Exercise description —
Extend the article on Panera Bread's investment outlook, picking up right after its last sentence.

Excerpted text —
>> START

Is It Time to Give Up on Panera Bread?

Prior to this summer, Panera Bread (NASDAQ: PNRA  ) had been a market darling. This had everything to do with the company's business strategy, which was to offer high-quality food in a warm, inviting, and comfortable atmosphere. This Starbucks-like approach to bakery-cafés led to customers spending a lot of time in Panera Bread locations, which then led to consistent repeat orders. Panera Bread locations in suburban areas and strip malls didn't hurt, either. These trends are still taking place today, but perhaps not to the same extent. And while recent numbers have been good, some warning signs are in play. If you're going to invest in fast-growing specialty eateries or quick-service restaurants, then it's possible that Chipotle Mexican Grill (NYSE: CMG  ) and/or Starbucks (NASDAQ: SBUX  ) presents a better investment opportunity. 

Recent results
In the third quarter, comps improved 1.3%, with company-owned bakery-cafe comps increasing 1.7%, and franchise-owned bakery-cafe comps growing 0.9%. Overall, weekly net sales increased 0.5%, and diluted EPS jumped 19% to $1.48. If you look at the year-to-date numbers ending September 24, positive trends are also intact. Year-to-date comps increased 2.8%, and average weekly sales grew 2.2%.

You might be wondering what the problem is, or if one actually exists. The following quote from Panera Bread's CEO, Ron Shaich, is telling:

"We have now concluded that operational friction, including capacity and throughput constraints, along with a less differentiated experience not only limits our ability to grow transactions today but could also inhibit our ability to benefit from a number of potentially significant transaction-driving initiatives, including national advertising and enhanced access for customers, that are being readied to begin roll out in 2014."

The phrase "less differentiated experience" is the key. After other companies witnessed the success of Starbucks and Panera Bread with their approaches to atmosphere, they copied that approach. Therefore, Panera Bread is no longer unique. While the food is still of high quality, there are many other restaurants that offer high quality. Panera Bread is losing its uniqueness edge, which is probably why the company has reduced expectations.

>> END

Record set —
>> START

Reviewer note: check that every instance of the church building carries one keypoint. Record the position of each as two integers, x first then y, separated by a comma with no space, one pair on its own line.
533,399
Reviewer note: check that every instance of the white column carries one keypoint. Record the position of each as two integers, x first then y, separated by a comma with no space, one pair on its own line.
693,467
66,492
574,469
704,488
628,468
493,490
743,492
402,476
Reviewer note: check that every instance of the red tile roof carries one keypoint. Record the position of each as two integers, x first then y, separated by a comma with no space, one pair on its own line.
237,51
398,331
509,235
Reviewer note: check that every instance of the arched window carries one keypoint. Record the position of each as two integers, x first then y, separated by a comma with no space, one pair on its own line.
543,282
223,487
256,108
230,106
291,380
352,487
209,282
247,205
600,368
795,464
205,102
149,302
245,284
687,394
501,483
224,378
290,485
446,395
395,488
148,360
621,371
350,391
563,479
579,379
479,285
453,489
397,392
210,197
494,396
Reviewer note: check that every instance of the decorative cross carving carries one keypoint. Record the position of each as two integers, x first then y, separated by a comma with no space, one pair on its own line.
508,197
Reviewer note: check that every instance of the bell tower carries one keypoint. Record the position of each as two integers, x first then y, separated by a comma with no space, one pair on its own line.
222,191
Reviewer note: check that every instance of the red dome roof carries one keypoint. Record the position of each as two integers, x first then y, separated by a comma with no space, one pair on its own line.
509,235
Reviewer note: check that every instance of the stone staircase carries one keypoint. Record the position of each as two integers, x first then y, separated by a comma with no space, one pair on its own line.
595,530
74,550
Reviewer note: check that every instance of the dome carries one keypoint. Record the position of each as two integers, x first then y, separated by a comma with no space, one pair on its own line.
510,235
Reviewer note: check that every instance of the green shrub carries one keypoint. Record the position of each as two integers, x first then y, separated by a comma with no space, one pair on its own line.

>> END

Result of the exercise —
Lowered guidance
For the fourth quarter, Panera Bread has lowered its EPS expectation to $1.91-$1.97 from $2.05-$2.11. This still represents a 9%-13% increase over Q4 2012, but lowered expectations aren't reason for optimism. Also, Q4 comps have been lowered to flat-2% growth from 3%-5%, and operating margin is expected to decline 100-150 basis points year over year.

For FY 2013, Panera Bread expects EPS of $6.77-$6.83, which represents a 15%-16% increase over FY 2012. This is a positive. However full-year comps have been lowered to 2%-2.75% from 3%-5%. And FY 2014 EPS is expected to be below the low end of the long-term growth target of 15%-20%. Chipotle Mexican Grill and Starbucks offer more reason for optimism, but one might offer more potential than the other. 

Chipotle Mexican Grill is good
Chipotle Mexican Grill uses high-quality ingredients and a unique fine-dining approach to fast food in order to drive traffic. This approach has worked, and it seems as though Chipotle Mexican Grill is what Panera Bread had been for so long in regards to growth. Panera Bread is maturing, and Chipotle Mexican Grill might still have a few more years prior to this processing taking place. 

Chipotle Mexican Grill saw revenue increase 18% in its third quarter, with comps growing a very healthy 6.2%. EPS increased 17.2% to $2.66. And if you look at the first nine months of the year, comps improved 4.2%, with EPS improving 16.6% to $7.93. Chipotle Mexican Grill also expects full-year comps to grow in the mid-single digits. 

Starbucks is great
Starbucks, despite its long history of growth, is on fire. In the fourth quarter, EPS increased 37% to $0.63, with revenue improving 13% to $3.8 billion. Comps grew 7% overall, with 8% improvements in the Americas and China/Asia-Pacific, respectively. Margins expanded in all segments, and operating margin expanded to a record-high 17.6%. Starbucks also increased its quarterly dividend 24%, based on strong performance and optimism about future results.

Looking ahead, Starbucks expects FY 2014 revenue growth of at least 10%, with comps in the mid-single digits. Operating margin is expected to expand 150-200 basis points, and EPS should come in between $2.55 and $2.65. Additionally, Starbucks plans on opening 1,500 new stores, which will drive the top line.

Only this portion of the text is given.